▶ _PAGE EXTRACT_:
•••••

I still have the lead acid battery in the trunk in case something goes up in smoke
I also "hardened" the buck converter a bit by gluing down the inductor and properly bolting the FETs to their heatsink, they weren't sitting flush and one had a solder blob or something on its back. Finally soldered the on/off switch permanently on as these tend to fail over time when getting moist.

I have used 4S (used 18650s) on the motorbike for a few years now as the Kelly controller needed it. Plus, it's drain only / charged alongside the main battery. Considering downsizing it and just live with the 50-60% SOC with the DCDC's output voltage

marcexec wrote: ↑Mon Apr 07, 2025 1:47 pm I have used 4S (used 18650s) on the motorbike for a few years now as the Kelly controller needed it. Plus, it's drain only / charged alongside the main battery. Considering downsizing it and just live with the 50-60% SOC with the DCDC's output voltage

Yes we'd be at 3.6V per cell. Maybe I can trick the Outlander DC/DC to generate a bit more voltage by spoofing the sense input a bit.
With V2G I know have a use case that pulls about 0.5A for longer amounts of time without running the DC/DC.

Today I rewired the various 12V circuits: GND, permanent 12V, ignition, charge OR ignition, rapid charge, charge OR rapid charge, GND

Diodes in the back. Just see something is bent here...

Got a chance to test my cooling scoops yesterday on a 350 km trip. Outside temp was 7°C so quite favorable. I drove 250 km then charged from 25 to 65% with 200A. Battery heated up to 44.5°C. I opened the scoops and after 50 km the battery had cooled down to 37°C. Then it started raining so I closed the scoops again. Now on the remaining 50 km the battery did not cool down at all!

•••••

▶ _REQUEST A_: Count the lines in the records that contain the string "brown", treating uppercase and lowercase as different, and reply with the number alone.
The forum thread and the records are unrelated pieces of material.

•••••

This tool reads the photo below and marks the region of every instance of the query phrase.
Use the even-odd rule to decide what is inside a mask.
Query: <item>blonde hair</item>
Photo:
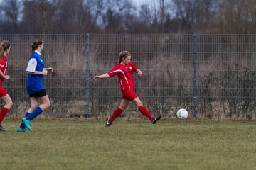
[[[128,52],[128,51],[121,52],[118,56],[119,57],[118,62],[121,63],[123,58],[127,58],[127,57],[128,57],[128,56],[131,56],[131,53],[129,53],[129,52]]]
[[[0,43],[0,60],[4,57],[4,52],[11,47],[10,42],[8,40],[3,40]]]
[[[35,38],[31,44],[31,55],[35,52],[35,50],[39,47],[39,45],[43,44],[42,39],[37,38]]]
[[[2,60],[4,57],[4,47],[0,44],[0,60]]]

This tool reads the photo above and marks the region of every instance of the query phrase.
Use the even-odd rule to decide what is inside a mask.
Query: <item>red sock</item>
[[[151,120],[154,118],[154,115],[150,113],[150,112],[146,109],[144,106],[141,106],[138,108],[139,110],[149,120]]]
[[[122,112],[122,110],[121,110],[121,108],[118,106],[116,110],[114,110],[112,115],[110,117],[110,120],[112,121],[114,121],[114,120],[115,120]]]
[[[0,125],[3,122],[4,117],[7,115],[9,109],[4,107],[0,111]]]

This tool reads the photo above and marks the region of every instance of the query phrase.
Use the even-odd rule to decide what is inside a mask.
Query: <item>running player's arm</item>
[[[28,64],[26,69],[26,72],[33,75],[47,75],[48,71],[46,69],[43,69],[42,72],[36,71],[36,67],[37,65],[37,61],[35,58],[31,58],[29,60]]]
[[[97,80],[100,79],[109,78],[109,77],[110,77],[110,75],[107,73],[105,73],[105,74],[100,75],[100,76],[95,76],[94,79]]]
[[[4,73],[0,70],[0,76],[3,77],[4,79],[9,79],[10,76],[8,75],[4,75]]]
[[[136,72],[139,76],[142,76],[142,72],[139,69],[138,69],[134,64],[133,64],[132,62],[130,62],[129,64],[132,66],[133,72]]]
[[[115,67],[114,67],[113,69],[112,69],[107,73],[105,73],[105,74],[100,75],[100,76],[95,76],[94,77],[94,79],[97,80],[100,79],[109,78],[109,77],[112,77],[115,75],[117,75],[118,74],[119,74],[120,72],[122,72],[122,70],[120,69],[119,67],[120,67],[118,64],[117,64]]]

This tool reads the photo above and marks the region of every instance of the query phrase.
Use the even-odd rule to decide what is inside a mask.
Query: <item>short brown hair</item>
[[[0,60],[4,57],[4,52],[11,47],[10,42],[3,40],[0,43]]]
[[[35,38],[31,44],[31,55],[35,52],[35,50],[39,47],[40,45],[43,44],[42,39],[37,38]]]
[[[129,53],[129,52],[128,52],[128,51],[121,52],[118,56],[119,57],[118,62],[121,63],[123,58],[127,58],[127,57],[128,57],[128,56],[131,56],[131,53]]]

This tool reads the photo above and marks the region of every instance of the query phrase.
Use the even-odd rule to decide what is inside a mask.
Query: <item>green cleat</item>
[[[17,129],[17,132],[26,132],[26,133],[30,133],[30,132],[25,128],[23,129],[21,129],[21,128],[18,128]]]
[[[29,130],[32,130],[32,128],[31,128],[31,121],[26,120],[26,118],[23,118],[22,119],[22,122],[24,123],[26,127]]]

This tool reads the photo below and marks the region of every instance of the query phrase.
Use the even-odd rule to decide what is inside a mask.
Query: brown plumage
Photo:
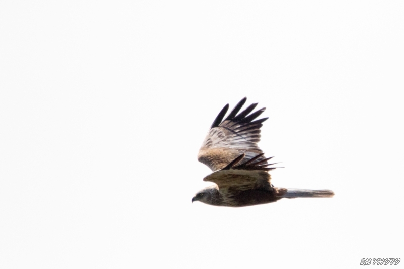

•••••

▶ _REQUEST B_: Please extend the forum thread on the car's battery and cooling scoops, beginning right after its final sentence.

▶ _EXPECTED ANSWER A_: 2

▶ _EXPECTED ANSWER B_:
So it looks they work rather well. Next test is a trip to 400 km away Dresden in June, so less delta T.

Just found this thread and read all through the last few pages trying to learn of others using air cooling on batteries designed for liquid coldplates. Tough spot you're in since you can't get air between your layers! I don't have any useful ideas for that, unless you can afford 10mm. I found someone selling 3/8" thick embedded pipe coldplates (copper tube in alu plate) on ebay for $90usd. i can send the link if interested.

One industrial solution i haven't seen in a car yet is evaporative cooling. If you're feeling experimental you could consider that technology. I think of it as a middle ground between air conditioning and simple forced air cooling. It's more energy efficient than AC but not as effective. You make one side of a metal wall wet, blow air over it, the evaporation cools the metal. Air on the other side of the wall is cooled without touching the humidity and sent to the electronics. Not sure how antifreeze effects this process, but i'd assume that's been figured out. Marvair makes these for industrial applications.

Or the poor man's cooling idea: pour water all over your battery box once in a while!

I just began designing my battery boxes and there are more complexities and costs to water cooling than i had thought. My pros/cons list is pointing me towards air cooling for simplicity and better packaging!